◆ Records
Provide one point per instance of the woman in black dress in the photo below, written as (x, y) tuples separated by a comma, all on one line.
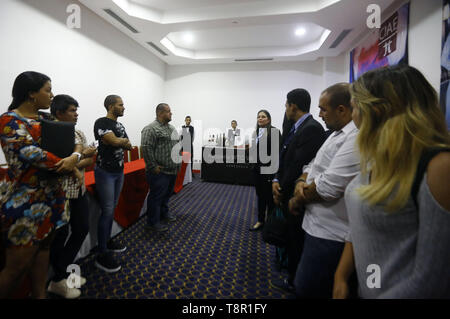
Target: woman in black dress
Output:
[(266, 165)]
---
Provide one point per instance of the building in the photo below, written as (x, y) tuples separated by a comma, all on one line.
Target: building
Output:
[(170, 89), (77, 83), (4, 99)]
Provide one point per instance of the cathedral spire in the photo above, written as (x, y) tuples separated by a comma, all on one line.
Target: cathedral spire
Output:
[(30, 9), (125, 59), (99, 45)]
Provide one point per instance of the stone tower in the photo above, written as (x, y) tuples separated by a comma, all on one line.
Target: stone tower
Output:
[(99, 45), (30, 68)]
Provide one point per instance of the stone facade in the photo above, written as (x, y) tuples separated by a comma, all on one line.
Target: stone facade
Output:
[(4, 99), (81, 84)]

◆ Assigned task
Find the string "above" in the listing and copy every line in which it occurs.

◆ Completed exercise
Provide one point per instance of the cathedral spire in the photo above, written as (x, y) tuples separated by a comma, all on one line.
Provide one point per instance of the stone tower in the photo above, written as (x, y) tuples separated by a comma, all on one line.
Provide one point per instance of the stone facade in the photo above, written as (x, y) tuples separated by a comma, all on one line.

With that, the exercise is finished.